▶ **PROBLEM REQUIREMENTS**
Give back all of the records, exactly and completely.

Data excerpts
----

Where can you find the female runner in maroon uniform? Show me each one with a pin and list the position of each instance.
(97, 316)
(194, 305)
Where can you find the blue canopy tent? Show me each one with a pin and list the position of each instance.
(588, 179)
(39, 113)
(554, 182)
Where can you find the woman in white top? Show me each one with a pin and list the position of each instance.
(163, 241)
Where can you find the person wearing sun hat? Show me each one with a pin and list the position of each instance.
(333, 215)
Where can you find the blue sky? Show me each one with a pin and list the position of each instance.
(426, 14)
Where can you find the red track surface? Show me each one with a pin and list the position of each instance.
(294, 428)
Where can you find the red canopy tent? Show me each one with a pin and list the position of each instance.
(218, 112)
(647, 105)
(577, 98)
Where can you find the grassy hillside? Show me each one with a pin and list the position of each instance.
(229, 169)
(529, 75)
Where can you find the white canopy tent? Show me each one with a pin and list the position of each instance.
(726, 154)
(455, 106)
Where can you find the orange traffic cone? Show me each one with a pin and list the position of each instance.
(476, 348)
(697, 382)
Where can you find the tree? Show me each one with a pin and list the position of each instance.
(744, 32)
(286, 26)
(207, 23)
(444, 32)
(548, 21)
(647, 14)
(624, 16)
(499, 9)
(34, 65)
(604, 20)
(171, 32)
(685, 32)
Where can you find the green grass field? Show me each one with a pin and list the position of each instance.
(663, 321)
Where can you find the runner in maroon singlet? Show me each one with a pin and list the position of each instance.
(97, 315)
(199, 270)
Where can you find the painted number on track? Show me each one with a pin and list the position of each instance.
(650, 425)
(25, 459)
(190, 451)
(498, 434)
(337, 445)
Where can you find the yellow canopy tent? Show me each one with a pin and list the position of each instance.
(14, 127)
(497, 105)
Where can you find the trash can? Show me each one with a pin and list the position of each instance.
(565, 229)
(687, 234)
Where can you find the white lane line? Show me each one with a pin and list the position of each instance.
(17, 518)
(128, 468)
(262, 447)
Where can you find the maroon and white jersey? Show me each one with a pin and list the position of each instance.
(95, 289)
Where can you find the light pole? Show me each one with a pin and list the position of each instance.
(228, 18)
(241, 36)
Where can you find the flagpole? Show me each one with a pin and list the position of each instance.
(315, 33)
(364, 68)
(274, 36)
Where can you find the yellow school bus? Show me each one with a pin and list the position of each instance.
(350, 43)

----

▶ **SOLUTION**
Where can you find the female runner in maroon uniform? Show me each one with a pin and list the position of each instance.
(97, 316)
(194, 305)
Where can you find the blue canopy tent? Show me each one with a pin and list the position of each instance.
(588, 179)
(39, 113)
(554, 182)
Where can you find the woman in white top? Show me each one with a pin and list the position of each instance.
(163, 241)
Where can you find the person wearing sun hat? Show me each one with a pin and list the position of each instance.
(333, 215)
Where can you find the blue sky? Show me each one with a pin and list the position of each instance.
(426, 14)
Where can you find the red track surface? Show me each one with a pin and list the position of each instance.
(294, 428)
Where can you find the red canopy tent? Show me each one with a pin and list the position of each instance.
(218, 112)
(647, 105)
(577, 98)
Where can you find the grassy hillside? Show me each one with a pin and list the position of each instance.
(229, 169)
(529, 75)
Where can you find the white canopy tent? Show me each one with a pin and list the position of each instance.
(726, 154)
(455, 106)
Where can you find the orange traffic cone? Show me each one with a pin and list the position of each instance.
(476, 348)
(697, 382)
Where can you find the tree? Show me each one with a pin and list the position of each instance.
(744, 32)
(286, 26)
(207, 23)
(444, 32)
(548, 21)
(647, 14)
(624, 16)
(499, 9)
(34, 65)
(604, 20)
(171, 32)
(685, 32)
Where can you find the green grass field? Show me each one with a pin and list the position of each instance.
(663, 321)
Where can you find the runner in maroon singlet? Show me each one with a pin and list the position of each instance.
(97, 315)
(199, 270)
Where can you find the painted number on track? Show me each one with a pin and list the position of each instance.
(650, 425)
(25, 459)
(190, 451)
(498, 434)
(337, 445)
Where can you find the yellow canopy tent? Show me each one with a pin and list the position of each instance.
(14, 127)
(497, 105)
Where can you find the trash can? Show me each one with a pin and list the position of each instance.
(565, 229)
(687, 234)
Where can you find the white lane line? Show me each one with a pin and list the position of each instance.
(17, 518)
(128, 468)
(262, 447)
Where can you find the maroon and white jersey? Show me each one with a pin and list the position of each instance.
(95, 289)
Where can you find the light pole? Show me each one with a pin and list the position of each instance.
(228, 18)
(241, 36)
Where can you find the flagpole? Show me each one with a pin and list the position of each instance.
(315, 33)
(364, 68)
(274, 36)
Where can you find the yellow school bus? Show me each one with a pin and list the position of each instance.
(350, 43)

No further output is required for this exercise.